**What is needed:** Your task is to reproduce exactly the lines that run from the beginning of the data through the line where "task | one point per instance, each pair like [203, 55]" appears.
────────────────────────────────────────
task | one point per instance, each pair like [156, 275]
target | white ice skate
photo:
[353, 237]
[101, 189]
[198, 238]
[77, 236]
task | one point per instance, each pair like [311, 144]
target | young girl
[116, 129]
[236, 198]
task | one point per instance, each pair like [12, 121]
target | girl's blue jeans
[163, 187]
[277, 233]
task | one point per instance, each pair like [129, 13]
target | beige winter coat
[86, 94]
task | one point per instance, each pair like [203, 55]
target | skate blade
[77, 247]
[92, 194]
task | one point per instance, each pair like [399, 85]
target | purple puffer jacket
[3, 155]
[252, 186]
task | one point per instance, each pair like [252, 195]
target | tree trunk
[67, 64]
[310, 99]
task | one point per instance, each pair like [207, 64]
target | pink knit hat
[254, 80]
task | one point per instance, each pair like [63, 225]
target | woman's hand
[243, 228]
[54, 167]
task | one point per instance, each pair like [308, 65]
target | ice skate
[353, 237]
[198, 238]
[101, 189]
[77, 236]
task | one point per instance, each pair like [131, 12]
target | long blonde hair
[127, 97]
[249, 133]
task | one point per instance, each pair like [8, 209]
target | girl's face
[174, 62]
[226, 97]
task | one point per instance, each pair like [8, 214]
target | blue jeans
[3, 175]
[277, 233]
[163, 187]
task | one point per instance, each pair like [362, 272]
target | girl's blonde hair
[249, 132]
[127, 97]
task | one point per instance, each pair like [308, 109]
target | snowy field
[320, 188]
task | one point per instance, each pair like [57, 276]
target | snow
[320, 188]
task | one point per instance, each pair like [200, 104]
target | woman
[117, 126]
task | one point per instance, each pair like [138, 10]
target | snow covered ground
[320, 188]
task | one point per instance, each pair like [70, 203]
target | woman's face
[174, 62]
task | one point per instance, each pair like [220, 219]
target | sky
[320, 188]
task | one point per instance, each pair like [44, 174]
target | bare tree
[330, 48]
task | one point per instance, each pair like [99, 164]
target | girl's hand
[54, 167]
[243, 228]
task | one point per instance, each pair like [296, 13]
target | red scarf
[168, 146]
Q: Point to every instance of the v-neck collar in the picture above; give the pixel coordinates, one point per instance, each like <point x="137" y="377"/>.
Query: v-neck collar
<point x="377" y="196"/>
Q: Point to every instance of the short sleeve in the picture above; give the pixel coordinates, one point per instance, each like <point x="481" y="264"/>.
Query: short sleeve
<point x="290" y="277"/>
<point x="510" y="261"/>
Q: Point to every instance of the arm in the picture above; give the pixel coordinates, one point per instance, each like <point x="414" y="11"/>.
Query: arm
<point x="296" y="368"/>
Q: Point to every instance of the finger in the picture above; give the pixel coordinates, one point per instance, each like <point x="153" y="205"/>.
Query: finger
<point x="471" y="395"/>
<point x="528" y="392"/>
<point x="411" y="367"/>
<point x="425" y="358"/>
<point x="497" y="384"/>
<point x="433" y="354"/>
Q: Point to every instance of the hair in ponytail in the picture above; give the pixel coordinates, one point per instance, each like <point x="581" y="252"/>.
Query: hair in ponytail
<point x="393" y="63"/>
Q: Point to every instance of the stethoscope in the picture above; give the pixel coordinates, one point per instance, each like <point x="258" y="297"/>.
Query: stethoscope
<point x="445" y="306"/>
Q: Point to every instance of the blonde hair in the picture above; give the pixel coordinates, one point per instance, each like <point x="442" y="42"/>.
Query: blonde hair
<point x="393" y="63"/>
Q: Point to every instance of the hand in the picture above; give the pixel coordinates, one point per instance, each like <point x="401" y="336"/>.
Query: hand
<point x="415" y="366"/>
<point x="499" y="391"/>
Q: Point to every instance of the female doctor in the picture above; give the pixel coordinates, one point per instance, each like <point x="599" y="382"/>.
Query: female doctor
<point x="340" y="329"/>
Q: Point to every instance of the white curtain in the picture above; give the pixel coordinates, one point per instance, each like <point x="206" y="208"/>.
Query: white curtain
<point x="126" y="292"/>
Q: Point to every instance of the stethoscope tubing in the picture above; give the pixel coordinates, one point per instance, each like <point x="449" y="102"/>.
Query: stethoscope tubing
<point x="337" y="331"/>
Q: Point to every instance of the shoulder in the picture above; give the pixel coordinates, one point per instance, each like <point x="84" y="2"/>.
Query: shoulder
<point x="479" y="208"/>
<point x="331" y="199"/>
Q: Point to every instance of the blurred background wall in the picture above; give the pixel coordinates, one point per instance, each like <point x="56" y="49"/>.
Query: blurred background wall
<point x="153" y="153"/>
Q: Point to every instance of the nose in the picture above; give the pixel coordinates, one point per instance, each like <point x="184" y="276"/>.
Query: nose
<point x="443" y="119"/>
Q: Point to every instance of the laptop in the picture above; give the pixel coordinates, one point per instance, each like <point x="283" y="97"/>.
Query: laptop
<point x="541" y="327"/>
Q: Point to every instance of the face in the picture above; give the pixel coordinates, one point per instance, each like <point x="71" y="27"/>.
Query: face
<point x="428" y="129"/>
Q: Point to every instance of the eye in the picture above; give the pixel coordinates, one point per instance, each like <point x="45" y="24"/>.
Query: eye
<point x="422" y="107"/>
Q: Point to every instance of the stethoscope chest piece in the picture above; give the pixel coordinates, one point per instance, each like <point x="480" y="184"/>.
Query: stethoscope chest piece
────────────────────────────────────────
**Response below:**
task | one point per instance, each pair like [156, 275]
target | white ice skate
photo:
[353, 237]
[101, 189]
[198, 238]
[77, 236]
task | one point per instance, each pair like [311, 144]
target | young girl
[116, 129]
[236, 198]
task | one point per instance, each pair like [12, 121]
target | girl's blue jeans
[163, 187]
[277, 233]
task | one point per instance, each pair like [129, 13]
target | beige winter coat
[86, 94]
task | one point per instance, each pair like [203, 55]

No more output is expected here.